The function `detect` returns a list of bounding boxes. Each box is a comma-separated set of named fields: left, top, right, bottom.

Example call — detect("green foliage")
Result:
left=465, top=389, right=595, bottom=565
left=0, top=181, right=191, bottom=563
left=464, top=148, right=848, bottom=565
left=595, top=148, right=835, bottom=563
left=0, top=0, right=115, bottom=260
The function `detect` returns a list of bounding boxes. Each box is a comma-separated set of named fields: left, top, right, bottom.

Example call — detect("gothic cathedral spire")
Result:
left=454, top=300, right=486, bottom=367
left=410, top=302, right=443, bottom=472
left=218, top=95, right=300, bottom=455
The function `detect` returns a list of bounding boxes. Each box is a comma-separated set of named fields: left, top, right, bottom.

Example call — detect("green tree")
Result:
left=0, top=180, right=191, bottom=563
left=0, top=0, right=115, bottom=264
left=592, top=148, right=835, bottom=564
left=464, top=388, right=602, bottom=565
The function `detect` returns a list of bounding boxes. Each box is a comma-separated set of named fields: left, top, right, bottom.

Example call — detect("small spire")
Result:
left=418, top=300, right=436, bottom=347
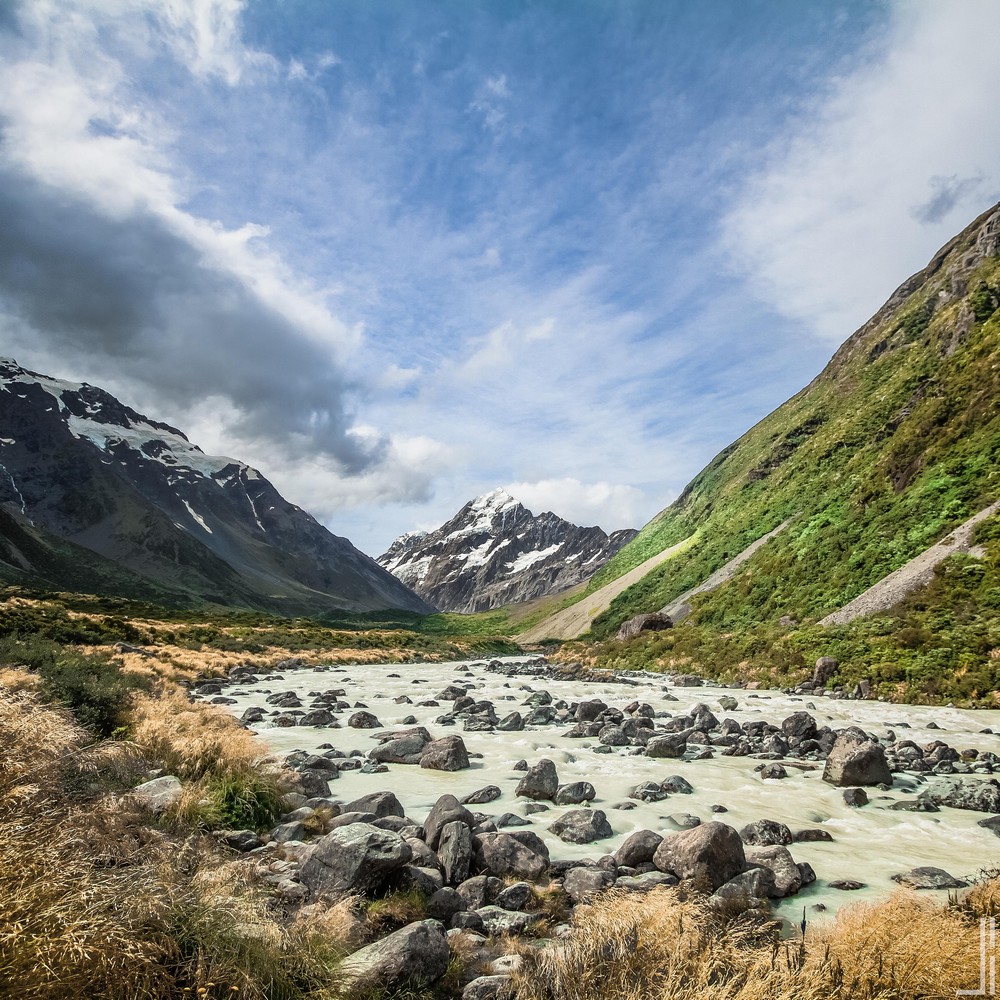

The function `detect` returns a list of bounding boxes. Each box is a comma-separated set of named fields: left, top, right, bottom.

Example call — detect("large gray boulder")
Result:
left=299, top=823, right=413, bottom=896
left=653, top=821, right=746, bottom=891
left=476, top=830, right=549, bottom=882
left=341, top=792, right=406, bottom=818
left=424, top=793, right=476, bottom=851
left=437, top=820, right=475, bottom=885
left=337, top=920, right=451, bottom=993
left=549, top=809, right=615, bottom=844
left=368, top=726, right=431, bottom=764
left=646, top=733, right=687, bottom=758
left=747, top=844, right=802, bottom=899
left=823, top=729, right=892, bottom=788
left=130, top=774, right=182, bottom=816
left=615, top=830, right=663, bottom=868
left=420, top=736, right=470, bottom=771
left=514, top=757, right=559, bottom=801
--*--
▶ **TASK DIRECTIONS**
Which lines of the data above contain the string "call"? Pull out each of them in full.

▶ **EXERCISE RESPONSE**
Example call — detect("green foliage")
Example call — detect("gothic cathedral spire")
Example call — detect("green tree")
Example call — detect("small spire")
Example call — detect("large gray boulder")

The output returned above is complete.